### EXERCISE DETAILS
Only lines containing the word "shirt" are needed; pull them out of the material.

### DATA FOR ANALYSIS

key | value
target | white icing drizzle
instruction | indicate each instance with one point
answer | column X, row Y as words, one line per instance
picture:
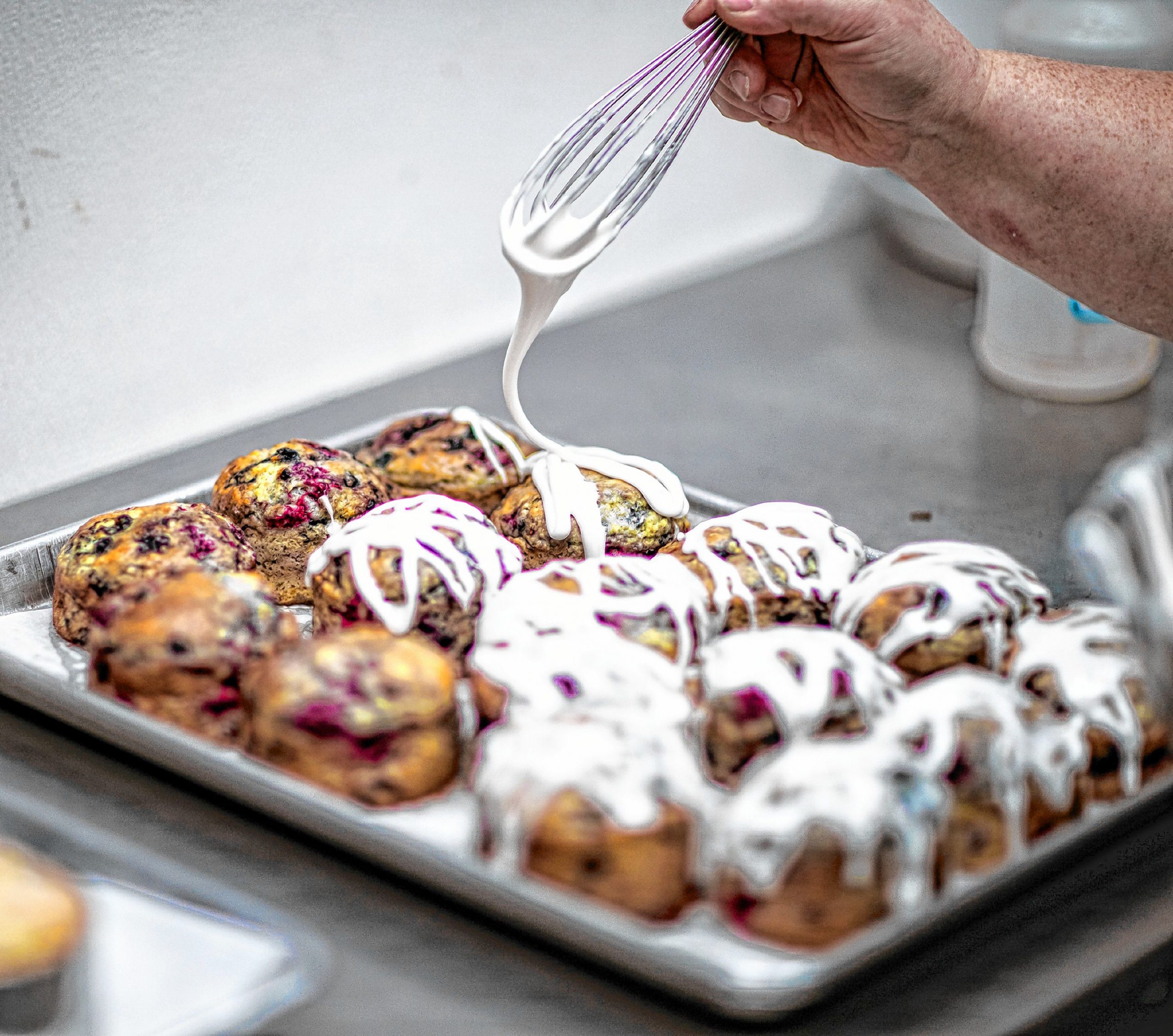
column 837, row 553
column 1090, row 675
column 548, row 254
column 860, row 790
column 627, row 770
column 491, row 434
column 806, row 673
column 927, row 721
column 964, row 583
column 482, row 560
column 552, row 648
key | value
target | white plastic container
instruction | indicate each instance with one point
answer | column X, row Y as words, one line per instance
column 1030, row 338
column 1034, row 340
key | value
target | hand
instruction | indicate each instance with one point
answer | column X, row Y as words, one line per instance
column 867, row 81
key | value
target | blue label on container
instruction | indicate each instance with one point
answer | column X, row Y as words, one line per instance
column 1084, row 315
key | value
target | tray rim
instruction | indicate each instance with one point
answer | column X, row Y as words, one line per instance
column 600, row 933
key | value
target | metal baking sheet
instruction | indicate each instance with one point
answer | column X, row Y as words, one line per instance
column 697, row 958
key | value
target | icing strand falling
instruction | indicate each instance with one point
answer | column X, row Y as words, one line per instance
column 928, row 722
column 818, row 556
column 1092, row 655
column 417, row 528
column 548, row 260
column 550, row 637
column 627, row 771
column 860, row 790
column 489, row 436
column 807, row 675
column 964, row 582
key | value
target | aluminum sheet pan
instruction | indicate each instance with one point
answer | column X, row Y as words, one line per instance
column 697, row 958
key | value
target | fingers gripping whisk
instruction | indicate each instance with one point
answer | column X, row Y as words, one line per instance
column 663, row 100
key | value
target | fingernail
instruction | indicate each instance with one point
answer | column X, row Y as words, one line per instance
column 778, row 107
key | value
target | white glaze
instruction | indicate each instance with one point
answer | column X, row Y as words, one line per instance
column 837, row 554
column 628, row 771
column 804, row 671
column 550, row 650
column 964, row 582
column 860, row 790
column 548, row 254
column 491, row 434
column 482, row 560
column 1090, row 679
column 927, row 721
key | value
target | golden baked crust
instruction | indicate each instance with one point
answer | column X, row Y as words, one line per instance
column 648, row 871
column 432, row 453
column 179, row 652
column 114, row 554
column 43, row 917
column 275, row 497
column 770, row 608
column 631, row 526
column 359, row 711
column 439, row 616
column 812, row 906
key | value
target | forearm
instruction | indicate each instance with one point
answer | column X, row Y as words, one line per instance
column 1067, row 170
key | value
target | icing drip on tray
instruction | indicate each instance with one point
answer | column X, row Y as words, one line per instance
column 1092, row 656
column 417, row 527
column 548, row 255
column 817, row 556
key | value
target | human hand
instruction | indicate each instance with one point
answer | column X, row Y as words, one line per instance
column 868, row 81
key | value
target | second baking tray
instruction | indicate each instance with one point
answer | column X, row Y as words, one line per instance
column 697, row 958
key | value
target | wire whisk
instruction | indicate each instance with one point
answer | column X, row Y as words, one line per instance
column 674, row 88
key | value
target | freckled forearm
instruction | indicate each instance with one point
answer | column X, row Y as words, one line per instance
column 1067, row 170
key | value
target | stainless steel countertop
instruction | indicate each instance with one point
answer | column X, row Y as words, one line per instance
column 833, row 376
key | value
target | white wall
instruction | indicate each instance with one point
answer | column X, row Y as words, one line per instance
column 215, row 212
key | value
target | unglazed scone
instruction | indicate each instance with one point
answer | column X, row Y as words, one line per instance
column 825, row 839
column 359, row 711
column 276, row 497
column 422, row 564
column 1084, row 660
column 928, row 607
column 590, row 805
column 43, row 917
column 455, row 453
column 114, row 554
column 771, row 564
column 764, row 689
column 177, row 654
column 608, row 635
column 630, row 525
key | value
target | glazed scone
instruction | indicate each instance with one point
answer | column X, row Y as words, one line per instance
column 361, row 713
column 1009, row 779
column 607, row 635
column 825, row 839
column 276, row 497
column 422, row 564
column 1085, row 660
column 928, row 607
column 590, row 805
column 630, row 525
column 179, row 652
column 113, row 554
column 43, row 917
column 771, row 564
column 764, row 689
column 455, row 453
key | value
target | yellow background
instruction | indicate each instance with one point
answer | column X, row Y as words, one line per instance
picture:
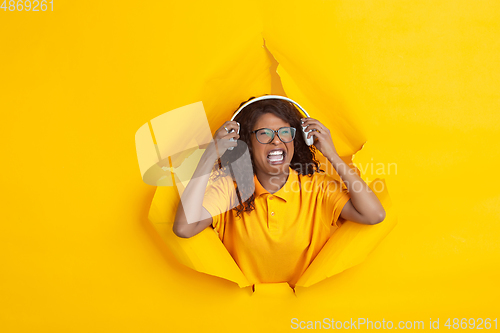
column 420, row 79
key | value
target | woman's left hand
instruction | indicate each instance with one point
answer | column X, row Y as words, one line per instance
column 322, row 138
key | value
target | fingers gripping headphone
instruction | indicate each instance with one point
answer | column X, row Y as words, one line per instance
column 309, row 141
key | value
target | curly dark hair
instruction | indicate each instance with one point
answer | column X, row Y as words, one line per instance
column 303, row 160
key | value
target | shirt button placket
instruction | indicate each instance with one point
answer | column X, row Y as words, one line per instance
column 273, row 225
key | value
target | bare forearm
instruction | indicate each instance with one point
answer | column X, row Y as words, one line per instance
column 362, row 197
column 189, row 211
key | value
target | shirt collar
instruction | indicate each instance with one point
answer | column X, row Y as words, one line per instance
column 285, row 192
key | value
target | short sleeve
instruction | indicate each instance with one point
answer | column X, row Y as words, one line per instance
column 218, row 200
column 335, row 196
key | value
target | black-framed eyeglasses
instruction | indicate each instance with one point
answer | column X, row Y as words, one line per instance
column 266, row 135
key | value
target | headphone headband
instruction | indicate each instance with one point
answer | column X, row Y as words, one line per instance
column 269, row 97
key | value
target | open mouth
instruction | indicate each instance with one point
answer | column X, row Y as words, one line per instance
column 276, row 156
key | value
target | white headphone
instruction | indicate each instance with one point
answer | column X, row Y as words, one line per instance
column 309, row 141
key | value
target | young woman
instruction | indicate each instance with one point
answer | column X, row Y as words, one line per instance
column 277, row 232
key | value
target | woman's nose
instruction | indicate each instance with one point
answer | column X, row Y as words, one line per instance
column 276, row 139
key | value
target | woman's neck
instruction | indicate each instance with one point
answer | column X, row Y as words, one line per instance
column 272, row 183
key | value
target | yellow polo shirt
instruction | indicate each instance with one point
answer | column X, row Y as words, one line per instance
column 277, row 240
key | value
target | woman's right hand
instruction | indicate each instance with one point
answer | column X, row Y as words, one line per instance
column 229, row 130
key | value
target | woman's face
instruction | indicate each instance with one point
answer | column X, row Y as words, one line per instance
column 264, row 162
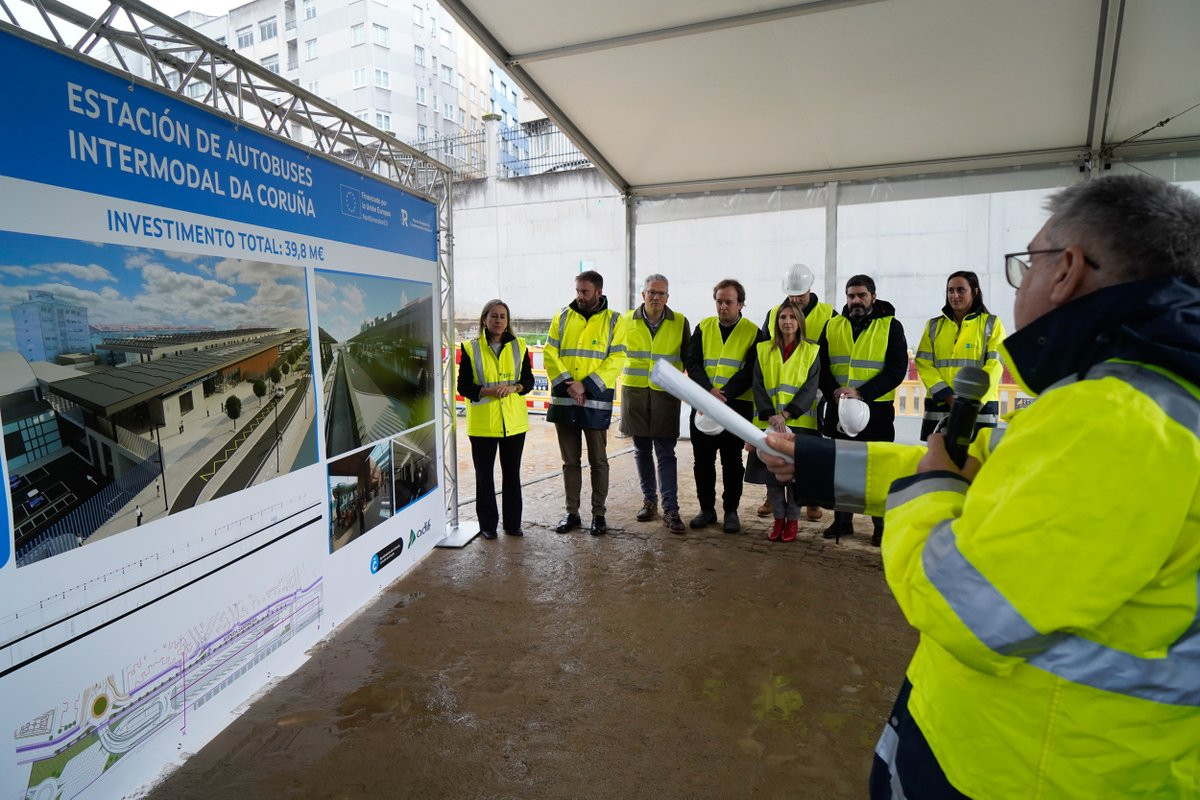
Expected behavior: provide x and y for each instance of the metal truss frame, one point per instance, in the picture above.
(246, 92)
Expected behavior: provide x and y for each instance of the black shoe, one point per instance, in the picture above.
(839, 529)
(569, 523)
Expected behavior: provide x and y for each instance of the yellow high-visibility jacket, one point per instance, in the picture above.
(946, 347)
(783, 380)
(723, 359)
(493, 416)
(587, 349)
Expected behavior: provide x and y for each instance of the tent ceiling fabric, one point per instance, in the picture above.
(847, 89)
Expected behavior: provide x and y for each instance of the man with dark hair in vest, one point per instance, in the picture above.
(721, 360)
(654, 332)
(863, 356)
(583, 356)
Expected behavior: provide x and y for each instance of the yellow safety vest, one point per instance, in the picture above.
(591, 350)
(492, 416)
(946, 347)
(642, 349)
(724, 359)
(856, 361)
(784, 379)
(814, 322)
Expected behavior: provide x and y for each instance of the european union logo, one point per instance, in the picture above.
(352, 202)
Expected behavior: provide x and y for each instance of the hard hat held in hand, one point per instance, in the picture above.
(797, 280)
(852, 416)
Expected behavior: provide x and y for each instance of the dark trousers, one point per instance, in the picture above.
(570, 446)
(483, 452)
(904, 764)
(705, 451)
(646, 449)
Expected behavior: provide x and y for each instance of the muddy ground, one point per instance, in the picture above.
(635, 665)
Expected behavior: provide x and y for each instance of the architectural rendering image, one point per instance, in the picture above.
(360, 493)
(137, 383)
(376, 356)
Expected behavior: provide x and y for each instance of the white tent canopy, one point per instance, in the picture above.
(672, 97)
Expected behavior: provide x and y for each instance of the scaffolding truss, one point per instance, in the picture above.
(202, 71)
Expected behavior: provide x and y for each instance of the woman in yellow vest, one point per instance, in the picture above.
(785, 384)
(966, 335)
(493, 373)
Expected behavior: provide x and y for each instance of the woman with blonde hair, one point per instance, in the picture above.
(493, 373)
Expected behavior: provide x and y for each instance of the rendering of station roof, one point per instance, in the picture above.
(114, 389)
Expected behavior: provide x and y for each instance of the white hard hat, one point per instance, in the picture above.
(706, 423)
(797, 280)
(852, 415)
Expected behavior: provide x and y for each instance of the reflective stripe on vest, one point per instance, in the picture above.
(995, 621)
(493, 416)
(724, 359)
(642, 349)
(784, 380)
(856, 361)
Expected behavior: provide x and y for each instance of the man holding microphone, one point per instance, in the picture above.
(1055, 576)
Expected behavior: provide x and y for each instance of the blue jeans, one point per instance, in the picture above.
(645, 452)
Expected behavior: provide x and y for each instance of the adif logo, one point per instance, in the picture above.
(413, 535)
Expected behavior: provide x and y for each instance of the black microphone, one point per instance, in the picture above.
(970, 386)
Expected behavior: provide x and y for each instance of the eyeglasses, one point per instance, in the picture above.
(1017, 265)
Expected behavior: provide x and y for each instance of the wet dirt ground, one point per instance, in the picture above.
(635, 665)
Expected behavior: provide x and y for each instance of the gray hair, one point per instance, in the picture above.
(1135, 227)
(652, 277)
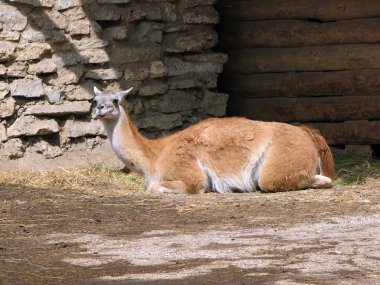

### TASK RESULT
target | shirt button placket
target | shirt collar
target | yellow polo shirt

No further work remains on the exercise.